Please take the records that follow and repeat exactly the lines starting with the line with "Target: cardboard box" and going on through the line with "Target: person in black shorts".

Data records
━━━━━━━━
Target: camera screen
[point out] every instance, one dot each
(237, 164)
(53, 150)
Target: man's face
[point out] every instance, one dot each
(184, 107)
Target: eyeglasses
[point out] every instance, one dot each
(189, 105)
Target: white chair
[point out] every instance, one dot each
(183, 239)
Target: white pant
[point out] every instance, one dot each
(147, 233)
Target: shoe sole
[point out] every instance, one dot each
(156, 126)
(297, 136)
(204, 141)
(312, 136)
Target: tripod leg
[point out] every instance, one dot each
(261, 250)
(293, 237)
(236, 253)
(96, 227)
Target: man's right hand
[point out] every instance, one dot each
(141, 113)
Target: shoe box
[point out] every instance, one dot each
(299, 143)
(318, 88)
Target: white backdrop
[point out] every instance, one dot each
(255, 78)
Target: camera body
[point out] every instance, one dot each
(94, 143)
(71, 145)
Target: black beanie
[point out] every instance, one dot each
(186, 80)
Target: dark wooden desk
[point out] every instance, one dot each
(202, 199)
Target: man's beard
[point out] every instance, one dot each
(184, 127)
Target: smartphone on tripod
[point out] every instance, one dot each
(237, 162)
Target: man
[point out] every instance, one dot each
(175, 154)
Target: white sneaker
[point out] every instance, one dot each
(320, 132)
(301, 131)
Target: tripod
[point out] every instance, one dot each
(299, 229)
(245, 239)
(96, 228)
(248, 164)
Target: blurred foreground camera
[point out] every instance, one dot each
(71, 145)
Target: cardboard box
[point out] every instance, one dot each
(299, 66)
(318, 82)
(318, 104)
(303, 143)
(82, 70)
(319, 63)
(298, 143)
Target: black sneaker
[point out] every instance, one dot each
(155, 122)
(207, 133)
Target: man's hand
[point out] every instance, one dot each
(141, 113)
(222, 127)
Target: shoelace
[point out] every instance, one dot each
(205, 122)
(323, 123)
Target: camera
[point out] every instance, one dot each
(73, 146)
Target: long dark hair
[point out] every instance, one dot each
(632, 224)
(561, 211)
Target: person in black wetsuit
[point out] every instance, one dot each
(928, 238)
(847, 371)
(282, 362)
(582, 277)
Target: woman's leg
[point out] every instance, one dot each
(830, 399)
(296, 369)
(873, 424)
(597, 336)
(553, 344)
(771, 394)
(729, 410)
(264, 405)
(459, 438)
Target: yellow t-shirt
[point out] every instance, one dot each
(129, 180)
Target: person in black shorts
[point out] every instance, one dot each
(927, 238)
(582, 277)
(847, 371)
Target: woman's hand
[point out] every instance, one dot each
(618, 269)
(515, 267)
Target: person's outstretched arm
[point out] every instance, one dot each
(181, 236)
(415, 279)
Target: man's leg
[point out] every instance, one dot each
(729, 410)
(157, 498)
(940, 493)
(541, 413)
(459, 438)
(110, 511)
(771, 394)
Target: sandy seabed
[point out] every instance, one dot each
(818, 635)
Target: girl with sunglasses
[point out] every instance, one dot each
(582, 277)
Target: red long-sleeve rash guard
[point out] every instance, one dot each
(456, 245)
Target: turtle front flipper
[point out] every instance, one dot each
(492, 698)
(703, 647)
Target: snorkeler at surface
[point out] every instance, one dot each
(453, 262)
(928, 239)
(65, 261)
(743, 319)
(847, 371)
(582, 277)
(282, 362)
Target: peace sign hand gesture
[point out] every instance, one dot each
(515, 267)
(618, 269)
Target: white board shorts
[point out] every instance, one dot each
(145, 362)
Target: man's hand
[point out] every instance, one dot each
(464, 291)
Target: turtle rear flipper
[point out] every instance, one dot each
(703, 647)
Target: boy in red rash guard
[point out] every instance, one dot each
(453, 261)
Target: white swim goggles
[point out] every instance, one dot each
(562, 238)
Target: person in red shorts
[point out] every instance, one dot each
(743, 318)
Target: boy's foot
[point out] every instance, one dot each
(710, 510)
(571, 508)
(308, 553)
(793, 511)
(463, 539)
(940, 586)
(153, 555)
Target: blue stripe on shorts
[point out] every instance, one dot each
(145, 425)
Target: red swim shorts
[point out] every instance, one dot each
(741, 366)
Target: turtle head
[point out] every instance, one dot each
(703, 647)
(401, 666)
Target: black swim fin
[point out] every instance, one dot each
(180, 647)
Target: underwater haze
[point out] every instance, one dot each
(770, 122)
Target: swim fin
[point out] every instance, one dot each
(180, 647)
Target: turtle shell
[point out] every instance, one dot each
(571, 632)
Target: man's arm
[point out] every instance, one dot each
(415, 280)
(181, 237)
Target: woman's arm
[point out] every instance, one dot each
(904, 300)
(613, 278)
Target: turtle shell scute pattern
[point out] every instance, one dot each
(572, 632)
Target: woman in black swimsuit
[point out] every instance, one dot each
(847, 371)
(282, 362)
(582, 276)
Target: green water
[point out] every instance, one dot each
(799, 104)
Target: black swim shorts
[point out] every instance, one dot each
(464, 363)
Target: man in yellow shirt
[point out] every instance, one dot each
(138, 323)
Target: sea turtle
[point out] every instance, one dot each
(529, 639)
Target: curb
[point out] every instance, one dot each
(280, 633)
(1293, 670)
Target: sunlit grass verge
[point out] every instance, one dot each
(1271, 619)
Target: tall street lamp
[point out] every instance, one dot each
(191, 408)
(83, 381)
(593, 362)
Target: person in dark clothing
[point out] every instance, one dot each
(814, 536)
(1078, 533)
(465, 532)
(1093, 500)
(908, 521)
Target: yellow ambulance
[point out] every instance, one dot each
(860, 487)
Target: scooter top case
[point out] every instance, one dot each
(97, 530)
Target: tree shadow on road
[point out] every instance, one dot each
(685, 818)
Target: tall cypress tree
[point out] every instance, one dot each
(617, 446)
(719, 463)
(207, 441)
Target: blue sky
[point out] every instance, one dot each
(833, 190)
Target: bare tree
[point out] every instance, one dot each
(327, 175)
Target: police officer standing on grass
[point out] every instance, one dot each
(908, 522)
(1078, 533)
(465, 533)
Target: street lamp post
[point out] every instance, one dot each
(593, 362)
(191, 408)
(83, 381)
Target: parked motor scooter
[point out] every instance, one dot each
━━━━━━━━
Exercise output »
Target: cardboard box
[point out] every instance, one dot each
(299, 66)
(318, 82)
(318, 104)
(303, 143)
(82, 70)
(319, 63)
(298, 143)
Target: black sneaker
[point out] every instance, one dot each
(155, 122)
(207, 133)
Target: man's hand
[point out] every instance, one dot each
(141, 113)
(222, 127)
Target: shoelace
[point out] every instance, one dot each
(205, 122)
(323, 123)
Target: camera
[point out] every instance, one dot each
(73, 146)
Target: long dark hair
[point out] every instance, one dot each
(632, 224)
(561, 211)
Target: person in black wetsuit
[point out] every instance, one dot each
(928, 238)
(847, 371)
(282, 362)
(582, 277)
Target: woman's leg
[point out] every instance, one dot each
(830, 399)
(296, 369)
(873, 424)
(597, 336)
(553, 344)
(771, 394)
(729, 410)
(264, 405)
(459, 438)
Target: yellow t-shirt
[point out] every instance, one dot each
(129, 180)
Target: person in black shorts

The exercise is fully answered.